[Start of Stored rows]

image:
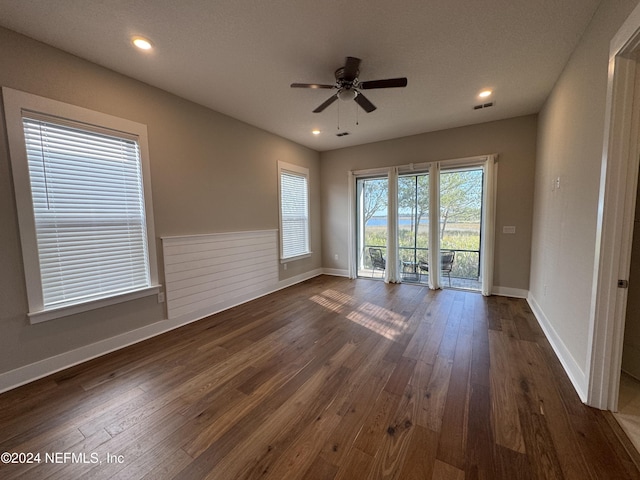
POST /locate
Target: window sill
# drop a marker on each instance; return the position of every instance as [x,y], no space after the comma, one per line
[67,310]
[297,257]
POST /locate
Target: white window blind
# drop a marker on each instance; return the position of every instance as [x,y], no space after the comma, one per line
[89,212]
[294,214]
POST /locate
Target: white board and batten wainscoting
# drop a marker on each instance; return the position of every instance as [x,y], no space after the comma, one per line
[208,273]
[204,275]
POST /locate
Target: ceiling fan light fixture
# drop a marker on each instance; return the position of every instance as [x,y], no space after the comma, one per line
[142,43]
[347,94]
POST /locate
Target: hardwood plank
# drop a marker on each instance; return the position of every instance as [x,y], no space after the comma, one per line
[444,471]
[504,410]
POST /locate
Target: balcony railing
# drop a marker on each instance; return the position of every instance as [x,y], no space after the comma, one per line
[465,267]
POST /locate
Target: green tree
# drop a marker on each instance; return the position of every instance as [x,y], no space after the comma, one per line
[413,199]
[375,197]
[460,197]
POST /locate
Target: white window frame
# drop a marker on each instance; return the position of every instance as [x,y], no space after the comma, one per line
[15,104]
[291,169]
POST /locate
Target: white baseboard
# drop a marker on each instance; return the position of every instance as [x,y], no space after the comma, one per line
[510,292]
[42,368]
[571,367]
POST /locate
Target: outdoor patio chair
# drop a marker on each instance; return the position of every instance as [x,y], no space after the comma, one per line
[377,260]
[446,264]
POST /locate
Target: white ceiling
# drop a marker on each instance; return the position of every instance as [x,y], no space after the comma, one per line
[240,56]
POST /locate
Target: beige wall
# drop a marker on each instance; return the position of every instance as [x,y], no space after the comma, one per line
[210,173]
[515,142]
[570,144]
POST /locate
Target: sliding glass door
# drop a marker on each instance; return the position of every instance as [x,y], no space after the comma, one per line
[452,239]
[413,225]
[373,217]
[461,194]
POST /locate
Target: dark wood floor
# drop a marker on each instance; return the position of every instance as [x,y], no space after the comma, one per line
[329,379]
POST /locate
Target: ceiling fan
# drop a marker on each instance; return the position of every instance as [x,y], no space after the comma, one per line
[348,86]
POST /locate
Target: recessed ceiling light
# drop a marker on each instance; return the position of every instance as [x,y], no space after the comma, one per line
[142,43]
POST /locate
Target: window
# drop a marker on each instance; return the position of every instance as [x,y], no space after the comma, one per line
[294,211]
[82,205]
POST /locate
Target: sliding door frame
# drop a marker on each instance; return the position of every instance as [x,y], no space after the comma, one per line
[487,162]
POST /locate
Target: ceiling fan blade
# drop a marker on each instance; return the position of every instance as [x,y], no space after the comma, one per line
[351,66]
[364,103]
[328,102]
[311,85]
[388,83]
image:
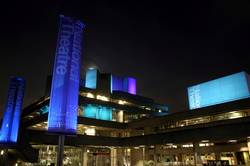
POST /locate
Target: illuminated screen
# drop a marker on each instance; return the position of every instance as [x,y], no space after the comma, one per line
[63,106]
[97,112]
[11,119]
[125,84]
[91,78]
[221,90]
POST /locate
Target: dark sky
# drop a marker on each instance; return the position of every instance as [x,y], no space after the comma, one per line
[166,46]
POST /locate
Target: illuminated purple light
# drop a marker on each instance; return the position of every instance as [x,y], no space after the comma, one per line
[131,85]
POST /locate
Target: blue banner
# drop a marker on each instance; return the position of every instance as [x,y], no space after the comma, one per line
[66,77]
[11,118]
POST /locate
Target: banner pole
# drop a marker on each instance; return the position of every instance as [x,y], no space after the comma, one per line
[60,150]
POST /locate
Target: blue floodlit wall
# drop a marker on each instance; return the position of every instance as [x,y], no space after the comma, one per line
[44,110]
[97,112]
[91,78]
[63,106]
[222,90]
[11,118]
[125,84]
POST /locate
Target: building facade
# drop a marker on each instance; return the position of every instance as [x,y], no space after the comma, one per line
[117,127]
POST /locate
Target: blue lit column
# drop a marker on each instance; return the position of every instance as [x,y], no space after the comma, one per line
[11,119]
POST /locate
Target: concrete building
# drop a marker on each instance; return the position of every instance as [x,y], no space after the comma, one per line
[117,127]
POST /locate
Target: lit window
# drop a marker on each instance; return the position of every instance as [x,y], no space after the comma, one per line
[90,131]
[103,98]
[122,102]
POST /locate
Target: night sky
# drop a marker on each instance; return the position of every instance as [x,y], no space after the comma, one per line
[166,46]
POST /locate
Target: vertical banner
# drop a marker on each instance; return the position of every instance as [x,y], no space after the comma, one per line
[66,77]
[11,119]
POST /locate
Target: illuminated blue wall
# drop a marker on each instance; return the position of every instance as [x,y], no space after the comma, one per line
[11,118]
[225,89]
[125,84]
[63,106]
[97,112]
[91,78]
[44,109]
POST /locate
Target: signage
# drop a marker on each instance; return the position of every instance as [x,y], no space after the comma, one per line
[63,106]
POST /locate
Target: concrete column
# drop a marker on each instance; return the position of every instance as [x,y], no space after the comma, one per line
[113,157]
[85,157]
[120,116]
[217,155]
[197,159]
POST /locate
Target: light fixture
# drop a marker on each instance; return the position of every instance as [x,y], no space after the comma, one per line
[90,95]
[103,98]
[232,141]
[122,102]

[End of Stored rows]
[Start of Stored rows]

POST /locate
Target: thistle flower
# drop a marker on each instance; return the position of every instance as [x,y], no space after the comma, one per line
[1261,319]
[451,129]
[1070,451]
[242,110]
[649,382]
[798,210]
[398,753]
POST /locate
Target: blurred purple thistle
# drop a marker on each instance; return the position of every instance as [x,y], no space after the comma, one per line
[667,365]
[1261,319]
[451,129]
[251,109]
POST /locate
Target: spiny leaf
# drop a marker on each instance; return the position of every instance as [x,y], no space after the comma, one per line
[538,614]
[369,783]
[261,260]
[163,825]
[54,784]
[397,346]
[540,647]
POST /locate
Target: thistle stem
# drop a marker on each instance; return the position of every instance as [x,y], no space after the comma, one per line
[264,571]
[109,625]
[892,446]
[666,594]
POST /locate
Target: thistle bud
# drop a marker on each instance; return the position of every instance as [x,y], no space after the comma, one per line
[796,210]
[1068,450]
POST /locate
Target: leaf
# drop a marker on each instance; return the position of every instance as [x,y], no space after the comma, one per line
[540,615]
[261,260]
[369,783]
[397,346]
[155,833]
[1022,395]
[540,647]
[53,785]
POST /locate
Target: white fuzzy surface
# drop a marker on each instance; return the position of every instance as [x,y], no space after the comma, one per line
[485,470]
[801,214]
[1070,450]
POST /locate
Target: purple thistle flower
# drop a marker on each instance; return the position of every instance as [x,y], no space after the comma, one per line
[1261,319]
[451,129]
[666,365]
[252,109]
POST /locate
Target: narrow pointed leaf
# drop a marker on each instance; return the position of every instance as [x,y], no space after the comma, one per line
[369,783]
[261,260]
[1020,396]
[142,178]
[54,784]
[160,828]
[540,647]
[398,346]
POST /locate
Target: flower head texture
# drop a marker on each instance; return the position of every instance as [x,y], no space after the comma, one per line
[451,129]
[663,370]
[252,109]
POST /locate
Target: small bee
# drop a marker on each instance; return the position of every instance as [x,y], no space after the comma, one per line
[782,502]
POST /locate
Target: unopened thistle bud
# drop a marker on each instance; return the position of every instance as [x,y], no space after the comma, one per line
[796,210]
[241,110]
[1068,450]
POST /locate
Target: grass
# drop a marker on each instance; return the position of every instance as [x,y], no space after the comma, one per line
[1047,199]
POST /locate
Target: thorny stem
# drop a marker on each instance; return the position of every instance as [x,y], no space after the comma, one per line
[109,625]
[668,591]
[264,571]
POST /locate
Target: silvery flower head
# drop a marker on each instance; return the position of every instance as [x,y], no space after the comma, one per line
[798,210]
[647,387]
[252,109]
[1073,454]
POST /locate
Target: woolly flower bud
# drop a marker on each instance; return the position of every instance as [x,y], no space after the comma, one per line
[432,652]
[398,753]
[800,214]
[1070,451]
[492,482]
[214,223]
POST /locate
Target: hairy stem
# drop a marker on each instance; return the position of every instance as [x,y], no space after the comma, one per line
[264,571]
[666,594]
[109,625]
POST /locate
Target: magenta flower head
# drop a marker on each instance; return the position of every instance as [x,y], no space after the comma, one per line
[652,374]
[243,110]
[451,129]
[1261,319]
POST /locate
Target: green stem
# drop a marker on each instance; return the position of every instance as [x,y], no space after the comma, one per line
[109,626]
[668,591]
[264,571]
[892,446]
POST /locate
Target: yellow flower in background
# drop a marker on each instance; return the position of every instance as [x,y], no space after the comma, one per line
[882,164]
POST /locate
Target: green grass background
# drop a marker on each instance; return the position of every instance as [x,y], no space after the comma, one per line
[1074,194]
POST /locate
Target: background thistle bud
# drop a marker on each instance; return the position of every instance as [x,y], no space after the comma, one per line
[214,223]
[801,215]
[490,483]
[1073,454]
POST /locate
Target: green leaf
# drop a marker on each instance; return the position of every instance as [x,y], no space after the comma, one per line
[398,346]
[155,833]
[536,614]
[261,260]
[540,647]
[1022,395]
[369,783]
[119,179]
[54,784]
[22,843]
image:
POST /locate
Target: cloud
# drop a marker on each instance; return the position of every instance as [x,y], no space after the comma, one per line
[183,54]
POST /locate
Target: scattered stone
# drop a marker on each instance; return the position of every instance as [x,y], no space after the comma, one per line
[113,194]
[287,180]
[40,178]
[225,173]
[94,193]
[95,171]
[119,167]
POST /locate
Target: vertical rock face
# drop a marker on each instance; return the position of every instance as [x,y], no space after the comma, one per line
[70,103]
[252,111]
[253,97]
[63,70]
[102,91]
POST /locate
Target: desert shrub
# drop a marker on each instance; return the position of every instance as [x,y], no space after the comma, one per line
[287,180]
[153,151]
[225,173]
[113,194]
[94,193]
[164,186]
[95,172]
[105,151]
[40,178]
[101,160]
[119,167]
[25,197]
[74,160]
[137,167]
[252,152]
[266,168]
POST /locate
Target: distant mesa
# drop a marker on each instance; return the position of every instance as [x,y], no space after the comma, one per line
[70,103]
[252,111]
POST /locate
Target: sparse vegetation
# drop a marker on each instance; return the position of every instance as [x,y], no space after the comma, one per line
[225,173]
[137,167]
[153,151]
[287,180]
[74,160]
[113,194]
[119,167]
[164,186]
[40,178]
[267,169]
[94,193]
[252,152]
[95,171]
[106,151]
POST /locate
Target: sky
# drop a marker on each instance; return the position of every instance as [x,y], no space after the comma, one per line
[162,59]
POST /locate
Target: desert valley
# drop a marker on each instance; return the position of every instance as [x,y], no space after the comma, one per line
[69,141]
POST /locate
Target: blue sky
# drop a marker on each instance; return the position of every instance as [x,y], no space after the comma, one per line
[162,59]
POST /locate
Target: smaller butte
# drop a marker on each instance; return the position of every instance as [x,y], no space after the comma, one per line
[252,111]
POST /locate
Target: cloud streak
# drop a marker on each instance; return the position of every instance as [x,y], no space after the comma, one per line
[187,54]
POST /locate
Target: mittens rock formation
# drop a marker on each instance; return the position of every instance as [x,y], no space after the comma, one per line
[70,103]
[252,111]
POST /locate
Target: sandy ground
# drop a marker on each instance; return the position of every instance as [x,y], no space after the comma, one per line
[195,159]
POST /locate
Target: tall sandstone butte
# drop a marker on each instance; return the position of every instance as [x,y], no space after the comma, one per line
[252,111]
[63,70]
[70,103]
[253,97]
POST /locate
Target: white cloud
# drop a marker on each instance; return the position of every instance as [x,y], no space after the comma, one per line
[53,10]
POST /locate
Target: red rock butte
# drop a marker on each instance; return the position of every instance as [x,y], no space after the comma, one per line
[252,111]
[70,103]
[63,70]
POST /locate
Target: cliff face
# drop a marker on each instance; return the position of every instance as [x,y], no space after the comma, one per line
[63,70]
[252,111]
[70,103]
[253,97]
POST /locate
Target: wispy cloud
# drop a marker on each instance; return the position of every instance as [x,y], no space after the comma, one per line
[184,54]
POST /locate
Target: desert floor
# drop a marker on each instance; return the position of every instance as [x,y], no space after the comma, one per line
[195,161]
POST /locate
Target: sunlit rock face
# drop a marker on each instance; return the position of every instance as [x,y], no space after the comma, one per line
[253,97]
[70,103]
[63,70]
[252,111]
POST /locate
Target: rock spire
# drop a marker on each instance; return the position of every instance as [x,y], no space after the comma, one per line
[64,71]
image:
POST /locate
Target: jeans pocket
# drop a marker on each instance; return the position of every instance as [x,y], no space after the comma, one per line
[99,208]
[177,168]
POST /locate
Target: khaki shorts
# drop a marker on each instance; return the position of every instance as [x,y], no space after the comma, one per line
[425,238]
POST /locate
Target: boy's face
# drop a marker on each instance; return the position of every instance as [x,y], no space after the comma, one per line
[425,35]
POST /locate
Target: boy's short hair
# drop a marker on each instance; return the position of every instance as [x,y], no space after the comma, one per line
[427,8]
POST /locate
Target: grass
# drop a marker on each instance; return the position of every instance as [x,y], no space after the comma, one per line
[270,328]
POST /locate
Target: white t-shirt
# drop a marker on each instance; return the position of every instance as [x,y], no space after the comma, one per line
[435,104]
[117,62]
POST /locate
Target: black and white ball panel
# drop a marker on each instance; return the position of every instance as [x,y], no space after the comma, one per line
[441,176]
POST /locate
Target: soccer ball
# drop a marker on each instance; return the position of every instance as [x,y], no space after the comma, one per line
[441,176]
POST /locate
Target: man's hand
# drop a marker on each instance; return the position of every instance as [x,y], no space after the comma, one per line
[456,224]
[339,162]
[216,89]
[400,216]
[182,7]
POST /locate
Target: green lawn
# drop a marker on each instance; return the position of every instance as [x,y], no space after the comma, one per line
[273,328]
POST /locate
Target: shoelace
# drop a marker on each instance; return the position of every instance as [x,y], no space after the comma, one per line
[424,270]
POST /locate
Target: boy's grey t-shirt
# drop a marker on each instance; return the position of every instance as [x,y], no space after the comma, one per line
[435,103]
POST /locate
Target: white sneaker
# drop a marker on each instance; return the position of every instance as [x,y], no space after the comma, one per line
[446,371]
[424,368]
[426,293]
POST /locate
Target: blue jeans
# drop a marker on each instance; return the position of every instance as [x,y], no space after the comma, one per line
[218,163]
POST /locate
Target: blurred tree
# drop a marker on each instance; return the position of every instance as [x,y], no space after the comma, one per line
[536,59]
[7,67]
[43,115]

[End of Stored rows]

[Objective] List every line of the data above that contains the string "sliding", copying each line in full.

[The result]
Target: sliding glass door
Target: sliding door frame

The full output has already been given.